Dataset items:
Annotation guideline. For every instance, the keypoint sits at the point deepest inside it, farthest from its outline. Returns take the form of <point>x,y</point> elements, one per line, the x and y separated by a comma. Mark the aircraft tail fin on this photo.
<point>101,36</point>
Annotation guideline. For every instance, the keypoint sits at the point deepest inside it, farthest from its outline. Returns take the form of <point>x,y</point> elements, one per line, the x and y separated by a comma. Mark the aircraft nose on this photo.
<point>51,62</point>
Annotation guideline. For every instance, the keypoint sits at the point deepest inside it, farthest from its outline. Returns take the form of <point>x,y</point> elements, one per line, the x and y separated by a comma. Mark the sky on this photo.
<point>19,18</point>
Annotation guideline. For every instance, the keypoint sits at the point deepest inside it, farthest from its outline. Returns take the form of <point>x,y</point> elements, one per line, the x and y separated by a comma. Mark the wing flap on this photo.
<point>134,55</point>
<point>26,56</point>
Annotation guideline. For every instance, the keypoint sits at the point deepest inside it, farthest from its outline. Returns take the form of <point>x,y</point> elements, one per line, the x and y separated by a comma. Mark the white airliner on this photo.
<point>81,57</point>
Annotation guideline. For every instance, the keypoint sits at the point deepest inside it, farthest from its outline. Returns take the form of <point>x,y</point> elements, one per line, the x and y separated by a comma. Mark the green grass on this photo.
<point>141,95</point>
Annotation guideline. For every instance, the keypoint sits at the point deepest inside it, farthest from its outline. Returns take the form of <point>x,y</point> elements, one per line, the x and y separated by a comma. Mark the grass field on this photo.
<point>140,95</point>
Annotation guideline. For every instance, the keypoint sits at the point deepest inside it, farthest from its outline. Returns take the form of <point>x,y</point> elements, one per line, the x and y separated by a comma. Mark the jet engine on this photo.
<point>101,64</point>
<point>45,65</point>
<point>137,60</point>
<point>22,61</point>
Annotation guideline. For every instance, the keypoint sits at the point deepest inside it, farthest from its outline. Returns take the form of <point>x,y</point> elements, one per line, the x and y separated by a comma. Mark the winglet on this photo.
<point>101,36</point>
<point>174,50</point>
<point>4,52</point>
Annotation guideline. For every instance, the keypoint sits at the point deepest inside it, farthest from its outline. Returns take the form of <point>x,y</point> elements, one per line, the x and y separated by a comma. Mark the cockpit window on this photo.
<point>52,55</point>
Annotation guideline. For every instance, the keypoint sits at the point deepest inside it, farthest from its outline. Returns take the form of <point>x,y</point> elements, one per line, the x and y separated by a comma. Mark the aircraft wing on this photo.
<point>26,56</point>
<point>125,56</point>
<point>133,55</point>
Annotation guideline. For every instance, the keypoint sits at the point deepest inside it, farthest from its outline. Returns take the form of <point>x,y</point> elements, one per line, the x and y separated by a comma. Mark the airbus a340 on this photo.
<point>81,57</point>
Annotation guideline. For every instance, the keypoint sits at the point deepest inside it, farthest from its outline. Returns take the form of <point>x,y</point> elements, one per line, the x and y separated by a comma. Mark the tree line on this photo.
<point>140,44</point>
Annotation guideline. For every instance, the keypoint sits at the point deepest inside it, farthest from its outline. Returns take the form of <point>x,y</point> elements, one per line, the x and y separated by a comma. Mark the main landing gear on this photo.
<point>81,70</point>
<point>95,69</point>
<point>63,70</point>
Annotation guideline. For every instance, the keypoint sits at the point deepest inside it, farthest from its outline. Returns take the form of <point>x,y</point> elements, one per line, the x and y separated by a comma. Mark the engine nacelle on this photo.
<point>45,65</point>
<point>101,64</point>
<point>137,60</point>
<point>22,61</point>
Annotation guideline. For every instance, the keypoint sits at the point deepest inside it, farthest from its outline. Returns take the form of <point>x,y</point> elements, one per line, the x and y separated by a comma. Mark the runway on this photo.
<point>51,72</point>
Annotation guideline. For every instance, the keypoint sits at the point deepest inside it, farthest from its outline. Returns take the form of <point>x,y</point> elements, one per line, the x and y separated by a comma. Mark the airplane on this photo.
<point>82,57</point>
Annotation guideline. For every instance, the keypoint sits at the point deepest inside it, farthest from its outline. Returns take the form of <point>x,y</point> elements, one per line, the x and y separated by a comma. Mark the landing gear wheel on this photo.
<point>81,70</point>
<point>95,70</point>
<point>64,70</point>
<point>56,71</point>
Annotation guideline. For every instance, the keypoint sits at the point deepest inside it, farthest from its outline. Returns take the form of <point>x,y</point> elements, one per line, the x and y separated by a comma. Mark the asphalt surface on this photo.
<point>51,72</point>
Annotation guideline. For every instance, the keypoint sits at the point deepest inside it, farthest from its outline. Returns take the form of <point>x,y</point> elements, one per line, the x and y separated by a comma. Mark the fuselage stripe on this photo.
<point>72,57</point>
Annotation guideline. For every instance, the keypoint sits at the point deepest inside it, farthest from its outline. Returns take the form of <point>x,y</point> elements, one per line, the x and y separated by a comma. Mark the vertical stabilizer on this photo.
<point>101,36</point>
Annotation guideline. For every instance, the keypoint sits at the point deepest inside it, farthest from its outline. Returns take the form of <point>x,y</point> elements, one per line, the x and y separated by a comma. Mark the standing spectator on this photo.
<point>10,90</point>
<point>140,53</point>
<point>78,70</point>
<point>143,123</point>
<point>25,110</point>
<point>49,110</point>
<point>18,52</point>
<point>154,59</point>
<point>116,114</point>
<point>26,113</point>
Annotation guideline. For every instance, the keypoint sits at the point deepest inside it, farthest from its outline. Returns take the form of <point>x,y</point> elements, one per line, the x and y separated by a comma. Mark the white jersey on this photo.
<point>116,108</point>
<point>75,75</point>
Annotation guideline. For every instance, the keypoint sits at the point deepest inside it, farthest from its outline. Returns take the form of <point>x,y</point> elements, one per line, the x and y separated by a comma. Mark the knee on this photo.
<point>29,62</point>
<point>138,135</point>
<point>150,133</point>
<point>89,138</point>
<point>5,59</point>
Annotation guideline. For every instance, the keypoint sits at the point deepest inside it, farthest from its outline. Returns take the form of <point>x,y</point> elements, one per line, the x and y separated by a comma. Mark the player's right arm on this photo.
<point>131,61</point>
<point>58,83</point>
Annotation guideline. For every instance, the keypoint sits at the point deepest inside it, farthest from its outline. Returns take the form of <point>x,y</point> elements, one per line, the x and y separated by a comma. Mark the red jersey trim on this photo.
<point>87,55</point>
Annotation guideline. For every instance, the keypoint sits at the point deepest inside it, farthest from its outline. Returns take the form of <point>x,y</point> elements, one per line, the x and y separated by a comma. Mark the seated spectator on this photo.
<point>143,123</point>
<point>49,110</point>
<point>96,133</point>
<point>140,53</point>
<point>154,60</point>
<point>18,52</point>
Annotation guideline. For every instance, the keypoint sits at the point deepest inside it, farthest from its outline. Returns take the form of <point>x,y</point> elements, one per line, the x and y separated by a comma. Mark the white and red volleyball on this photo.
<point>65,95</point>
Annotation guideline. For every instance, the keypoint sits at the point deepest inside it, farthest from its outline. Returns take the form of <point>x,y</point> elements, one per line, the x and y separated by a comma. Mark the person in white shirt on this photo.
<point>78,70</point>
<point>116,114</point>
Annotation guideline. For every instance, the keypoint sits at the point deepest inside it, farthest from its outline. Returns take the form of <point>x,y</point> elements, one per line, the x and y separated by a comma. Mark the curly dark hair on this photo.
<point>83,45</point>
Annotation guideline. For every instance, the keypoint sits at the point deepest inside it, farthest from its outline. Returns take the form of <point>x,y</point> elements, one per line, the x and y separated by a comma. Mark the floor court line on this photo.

Try it: The records shown earlier should all be returned verbatim.

Result for this task:
Annotation guideline. For every instance, the keypoint sits at the point deepest inside it, farthest from its outline. Returns take the form of <point>x,y</point> elements, one per line, the x and y separated by a comma. Mark the aircraft tail fin on this photo.
<point>101,36</point>
Annotation guideline. For every instance, the keypoint sits at the point deepest inside it, farthest from its outline. Returns take the form of <point>x,y</point> elements, one per line, the x and y separated by a comma. Mark the aircraft nose on this photo.
<point>51,62</point>
Annotation guideline. For every instance, the keypoint sits at the point deepest inside it, farthest from its outline. Returns take the form of <point>x,y</point> elements, one per line, the x and y separated by a comma. Mark the sky on this photo.
<point>19,18</point>
Annotation guideline. For every instance, the keypoint sits at the point deepest inside it, farthest from its outline. Returns take the form of <point>x,y</point> elements, one per line, the x and y separated by a comma. Mark the wing flap on this photo.
<point>134,55</point>
<point>26,56</point>
Annotation guideline. For every instance, the keypoint sits at the point deepest inside it, farthest from its outline. Returns take the form of <point>x,y</point> elements, one per line, the x and y separated by a comma. Mark the white airliner on this photo.
<point>81,57</point>
Annotation guideline. For every instance, the keypoint sits at the point deepest inside it, farthest from its outline. Returns take the form of <point>x,y</point> elements, one per line, the x and y separated by a comma. Mark the green grass on this photo.
<point>141,95</point>
Annotation guideline. For every instance, the keypoint sits at the point deepest inside it, farthest from its outline. Returns take the form of <point>x,y</point> elements, one per line, the x and y separated by a comma. Mark the grass field on this photo.
<point>140,95</point>
Annotation guideline. For every instance, the keypoint sits at the point deepest inside it, farthest from its outline. Returns take the form of <point>x,y</point> elements, one per line, the x and y separated by a comma. Mark the jet engine on this photo.
<point>101,64</point>
<point>45,65</point>
<point>137,60</point>
<point>22,61</point>
Annotation guideline. For every instance, the keypoint sits at the point deepest inside it, farthest from its outline. Returns take the form of <point>x,y</point> elements, one per line, the x and y separated by a comma. Mark the winglet on this photo.
<point>101,36</point>
<point>174,50</point>
<point>4,52</point>
Annotation guideline. For every instance, the keypoint sits at the point deepest inside it, farthest from its outline. Returns take the form of <point>x,y</point> elements, one per line, the x and y separated by a comma. Mark the cockpit window on this photo.
<point>52,55</point>
Annotation guideline. For every instance, the keypoint sits at the point deepest inside it, farthest from its outline. Returns take the form of <point>x,y</point> elements, one per line, the x and y separated by a comma. Mark the aircraft wing on this photo.
<point>26,56</point>
<point>125,56</point>
<point>133,55</point>
Annotation guideline. For every instance, the keypoint sits at the point deepest inside it, farthest from its outline. Returns take the form of <point>x,y</point> elements, one per line, the x and y separated by a comma. Mark the airbus a340 on this photo.
<point>81,57</point>
Annotation guideline. For every instance, the keypoint sits at the point deepest inside it, farthest from its outline. Returns take the form of <point>x,y</point> elements, one per line, the x and y separated by a comma. Mark the tree line on this photo.
<point>140,44</point>
Annotation guideline. For every instance, the keypoint sits at the point deepest inside it, farthest from its outline. Returns take the form of <point>x,y</point> elements, one per line, the x and y separated by a comma. Mark the main landing gear on this photo.
<point>81,70</point>
<point>95,69</point>
<point>63,70</point>
Annotation guideline. For every instance, the keypoint sits at the point deepest inside it, farthest from its outline. Returns take the form of <point>x,y</point> elements, one per line, the x and y separated by a comma. Mark the engine nacelle on this photo.
<point>45,65</point>
<point>101,64</point>
<point>137,60</point>
<point>22,61</point>
Annotation guideline. For every instance, the keypoint sits at the point deepest inside it, farthest from its outline. Returns take the form of <point>x,y</point> elements, one per line, the x and y separated by a comma. Mark the runway on this photo.
<point>51,72</point>
Annotation guideline. For every instance, the keypoint sits at the point deepest inside it, farthest from its outline. Returns take the form of <point>x,y</point> elements, one per line, the x and y separated by a comma. Mark the airplane on this photo.
<point>82,57</point>
Annotation guideline. For every instance, the keypoint sits at the point deepest inside it, farthest from its outline. Returns take the form of <point>x,y</point> elements, one per line, the x and y separated by a comma. Mark the landing gear wheel on this photo.
<point>81,70</point>
<point>95,70</point>
<point>64,70</point>
<point>56,71</point>
Annotation guideline. For every instance, the keypoint sits at the point deepest inside it, farthest from its outline. Returns take the form of <point>x,y</point> elements, one per line, the x and y separated by a comma. Mark the asphalt surface on this photo.
<point>51,72</point>
Annotation guideline. For every instance, the keypoint sits at the point deepest inside it, farthest from its outline. Returns take the form of <point>x,y</point> elements, one per line, the x and y separated by a comma. Mark the fuselage stripe on this photo.
<point>72,57</point>
Annotation guideline. For every instance, the keypoint sits at the point deepest inside it, farthest from its outline. Returns take the form of <point>x,y</point> elements, one per line, the x and y separated by a comma. Mark the vertical stabilizer on this photo.
<point>101,36</point>
Annotation guideline. For every instance, the keypoint sits at the point deepest inside it, farthest from its outline. Returns take the form of <point>x,y</point> elements, one per line, the x and y separated by a comma. Mark the standing spectator on this photo.
<point>10,90</point>
<point>140,53</point>
<point>78,70</point>
<point>143,123</point>
<point>25,110</point>
<point>49,110</point>
<point>18,52</point>
<point>154,59</point>
<point>116,114</point>
<point>26,113</point>
Annotation guideline. For every instance, the keypoint sits at the point deepest inside it, farthest from its outline. Returns take the form of <point>x,y</point> elements, one per line, the x and y separated by a comma. Mark the white jersey on this photo.
<point>116,108</point>
<point>75,75</point>
Annotation guideline. For every instance, the keypoint sits at the point deepest inside it, farthest from its outline. Returns take the form of <point>x,y</point> elements, one per line, the x and y separated by a comma. Mark the knee on this photo.
<point>29,62</point>
<point>138,135</point>
<point>150,133</point>
<point>89,138</point>
<point>5,59</point>
Annotation guideline. For every instance, the keypoint sits at the point deepest inside it, farthest from its outline. Returns take the form of <point>x,y</point> elements, one per line, the x and y separated by a comma. Mark the player's right arm on this photo.
<point>131,61</point>
<point>58,83</point>
Annotation guideline. For every instance, the keypoint sits at the point deepest inside it, farthest from its outline. Returns take the form of <point>x,y</point> elements, one per line, the x and y separated by a comma. Mark the red jersey trim on this photo.
<point>87,55</point>
Annotation guideline. For every instance, the keypoint sits at the point deepest inside it, farthest from its outline. Returns take the form of <point>x,y</point> elements, one per line, the x and y separated by a comma. Mark the seated spectator on this photo.
<point>143,123</point>
<point>49,110</point>
<point>96,133</point>
<point>140,53</point>
<point>154,60</point>
<point>18,52</point>
Annotation guideline. For every instance, the keypoint sits at the point deepest inside it, farthest from its outline. Returns take the form of <point>x,y</point> elements, one per line, the x and y separated by a comma. Mark the white and red volleyball on this photo.
<point>65,95</point>
Annotation guideline. For every instance, the keypoint sits at the point deepest inside it, farthest from its outline. Returns take the form of <point>x,y</point> elements, one per line, the x and y separated by a comma. Mark the person in white shirt on this photo.
<point>78,70</point>
<point>116,114</point>
Annotation guideline. For every instance, the keypoint sits at the point deepest inside it, farthest from its outline. Returns take the form of <point>x,y</point> elements, one per line, the x and y separated by a comma. Mark the curly dark hair on this photo.
<point>83,45</point>
Annotation guideline. For every instance, the keypoint sits at the point deepest inside it, farthest from its outline. Returns take the form of <point>x,y</point> elements, one per line, the x and y separated by a comma. Mark the floor court line on this photo.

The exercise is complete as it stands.